> [ASSIGNED TASK]: Please restate the data word for word, leaving out no line.

..........

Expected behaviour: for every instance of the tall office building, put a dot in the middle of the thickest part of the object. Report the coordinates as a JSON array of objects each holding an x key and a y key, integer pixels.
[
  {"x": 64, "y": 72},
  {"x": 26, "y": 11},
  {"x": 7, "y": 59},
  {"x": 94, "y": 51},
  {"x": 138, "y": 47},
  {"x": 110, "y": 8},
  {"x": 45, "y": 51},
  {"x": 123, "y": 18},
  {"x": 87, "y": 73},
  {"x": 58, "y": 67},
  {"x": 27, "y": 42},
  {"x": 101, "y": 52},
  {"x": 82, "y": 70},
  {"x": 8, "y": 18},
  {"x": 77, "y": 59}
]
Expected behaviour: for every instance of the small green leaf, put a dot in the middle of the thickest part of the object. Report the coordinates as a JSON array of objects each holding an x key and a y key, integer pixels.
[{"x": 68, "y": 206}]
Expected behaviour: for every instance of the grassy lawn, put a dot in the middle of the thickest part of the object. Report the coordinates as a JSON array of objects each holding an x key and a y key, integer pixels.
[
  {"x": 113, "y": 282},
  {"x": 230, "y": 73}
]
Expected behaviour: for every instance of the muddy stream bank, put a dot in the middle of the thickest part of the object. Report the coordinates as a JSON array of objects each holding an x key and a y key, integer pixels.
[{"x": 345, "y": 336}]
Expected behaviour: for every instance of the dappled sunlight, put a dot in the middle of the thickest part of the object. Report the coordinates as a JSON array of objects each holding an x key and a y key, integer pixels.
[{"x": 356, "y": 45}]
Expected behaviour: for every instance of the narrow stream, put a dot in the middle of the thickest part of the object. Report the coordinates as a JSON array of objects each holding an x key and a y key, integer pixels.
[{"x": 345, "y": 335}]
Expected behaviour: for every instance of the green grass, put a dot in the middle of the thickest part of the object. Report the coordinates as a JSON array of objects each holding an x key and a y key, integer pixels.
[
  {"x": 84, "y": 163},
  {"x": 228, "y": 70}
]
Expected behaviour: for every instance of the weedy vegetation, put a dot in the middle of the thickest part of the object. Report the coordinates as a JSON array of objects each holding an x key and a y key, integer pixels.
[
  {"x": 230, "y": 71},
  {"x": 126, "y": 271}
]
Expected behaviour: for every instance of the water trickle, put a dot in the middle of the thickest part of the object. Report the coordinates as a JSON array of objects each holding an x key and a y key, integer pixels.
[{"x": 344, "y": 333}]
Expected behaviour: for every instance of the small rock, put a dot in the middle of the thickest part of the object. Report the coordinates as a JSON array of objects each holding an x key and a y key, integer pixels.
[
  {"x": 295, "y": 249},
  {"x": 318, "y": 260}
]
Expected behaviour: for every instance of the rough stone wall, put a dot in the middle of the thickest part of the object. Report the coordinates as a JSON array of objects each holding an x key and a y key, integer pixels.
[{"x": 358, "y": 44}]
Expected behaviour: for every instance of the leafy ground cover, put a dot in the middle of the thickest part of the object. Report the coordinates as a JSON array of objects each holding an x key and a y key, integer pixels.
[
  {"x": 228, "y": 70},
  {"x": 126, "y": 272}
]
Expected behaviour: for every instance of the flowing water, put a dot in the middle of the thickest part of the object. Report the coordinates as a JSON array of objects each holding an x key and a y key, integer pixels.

..........

> [RESPONSE BELOW]:
Expected behaviour: for every instance of the tall office building, put a dot in the middle of the thickest part of the object. Report the coordinates as a JSON array of objects each holding an x key and a y key, integer pixels.
[
  {"x": 64, "y": 72},
  {"x": 26, "y": 11},
  {"x": 7, "y": 59},
  {"x": 94, "y": 51},
  {"x": 138, "y": 47},
  {"x": 110, "y": 8},
  {"x": 45, "y": 51},
  {"x": 123, "y": 18},
  {"x": 87, "y": 73},
  {"x": 58, "y": 67},
  {"x": 27, "y": 42},
  {"x": 101, "y": 52},
  {"x": 82, "y": 70},
  {"x": 8, "y": 18},
  {"x": 77, "y": 59}
]
Expected behaviour: for every instance of the small green leaf, put a dot in the middle of the thickest part of the object. Report the coordinates as a JSON array of objects each holding an x key and a y key, integer pixels.
[{"x": 68, "y": 206}]
Expected behaviour: for every instance of the grassy lawn, put a dot in the middle of the thickest part of the object. Report the coordinates as a JSON array of objects each holding an x key and a y key, integer pixels.
[
  {"x": 113, "y": 282},
  {"x": 230, "y": 73}
]
Expected behaviour: for every instance of the muddy stream bank, put a dot in the middle of the thickest part of the object. Report the coordinates as a JSON array of objects each holding an x key and a y key, integer pixels.
[{"x": 345, "y": 336}]
Expected behaviour: for every instance of the dappled sunlight, put a dot in the middle of the thickest part of the object. Report the coordinates as a JSON array of objects each holding an x key and a y key, integer pixels.
[{"x": 356, "y": 45}]
Expected behaviour: for every instance of the narrow stream, put a dot in the middle of the thickest part of the object. Report the coordinates as a JSON array of objects each holding an x key and a y key, integer pixels.
[{"x": 345, "y": 335}]
Expected behaviour: for every instance of the green grass, put a dot in the middle of the thickest part of the object. Report the coordinates as a JSON array of objects each holding an x key and a y key, integer pixels.
[
  {"x": 84, "y": 163},
  {"x": 228, "y": 70}
]
Expected behaviour: for every instance of the weedy vegetation, put a dot in the middle of the thickest part of the object. Report the coordinates as a JSON array of objects each holding an x key and a y key, integer pixels.
[
  {"x": 230, "y": 71},
  {"x": 126, "y": 271}
]
Expected behaviour: for every instance of the water trickle, put a dot in the middle of the thickest part of the object. Report the coordinates as a JSON array of objects each holding an x key and a y key, integer pixels.
[{"x": 344, "y": 333}]
Expected behaviour: for every instance of the small rock, put a dot in the middle of the thickest part of the object. Report the coordinates as a JSON array of objects each holding an x key and a y key, integer pixels.
[
  {"x": 295, "y": 249},
  {"x": 318, "y": 260}
]
Expected behaviour: for every instance of the rough stone wall, put a dot in the middle of the thickest part of the object. Report the coordinates as a JSON array of objects each holding an x key and a y key, integer pixels.
[{"x": 358, "y": 44}]
Expected behaviour: for every instance of the leafy ground cover, put a dot in the middle of the thickest part of the object. Report the coordinates as a JSON array of objects each holding an x key and a y key, integer pixels.
[
  {"x": 228, "y": 70},
  {"x": 126, "y": 272}
]
Expected behaviour: for every instance of the flowing water, put a dot in the middle of the thickest part of the object. Report the coordinates as a JSON array of objects each holding an x key and a y key, integer pixels.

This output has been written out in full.